# Games for Windows Fehlermeldung



## non_believer (26. Juni 2009)

Hallo!

Ich wollte heut mal wieder DoW II spielen und kann mich aber nicht bei GfW anmelden. Meine LIVE-ID und das Passwort stimmen, daß hab ich beim LIVE-Messenger und Hormail ausprobiert. Ich bekommen bei der Anmeldung folgende Meldung: 

*Anmeldefehler: Anmeldung nicht möglich. Die von Ihnen eingegebene Windows LIVE ID oder das Passwort ist ungültig. Geben Sie Ihre Informationen ein und melden Sie sich erneut an.   Fehlercode: 80048820*


Ich habe in DoW noch nen Screenshot zur Netzwerkinformation gemacht. Vielleicht hilft das weiter. Für zahlreiche Antworten bedanke ich mich im vorraus!


----------



## Der Maniac (26. Juni 2009)

Games for Windows kann keine Verbindung nach draußen aufbauen... Schonmal in den Firewalleinstellungen geguckt ob da alles stimmt? Kann sein das das blockiert wird...


----------



## non_believer (26. Juni 2009)

Danke für die schnelle Antwort!

Extrahierte Informationen
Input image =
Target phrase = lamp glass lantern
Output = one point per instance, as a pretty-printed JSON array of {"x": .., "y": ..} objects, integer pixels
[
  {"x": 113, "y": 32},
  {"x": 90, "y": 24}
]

Ziel der Aufgabe
Führen Sie die Forumsdiskussion zur Games-for-Windows-Fehlermeldung im Anschluss an ihren letzten Satz weiter. Die Einträge sind hierfür ohne Belang.

Ergebnis der Aufgabe
Ich hab mich noch bissl beim GfW Support schlau gemacht und gesehen das es einen extra Port für das Sign in gibt. Hab den Port freigegeben und siehe da: es geht! 

Ich hatte noch nen anderen Lösungsansatz gefunden, aber wenn das jetzt alles so geht bin ich zufrieden.


----------



## Der Maniac (26. Juni 2009)

Ok!


----------



## yello7676 (19. Juli 2009)

welcher port war es den??


----------



## Standeck (13. Juni 2011)

Hey ich muss diesen Uralt Thread noch mal aufwärmen. Ich hab das gleiche verdammte Problem. Hab schon viel versucht, geht aber einfach nicht. Hab in OFP: Red River dieses Problem. Dummerweise wird der Patch nur über Gfwl veröffentlicht. Ich find das ne Verarsche. Ich kann mich ums verrecken nicht anmelden. Vom Desktop aus geht der Login, nur vom Spiel aus will es nicht. Was soll ich tun?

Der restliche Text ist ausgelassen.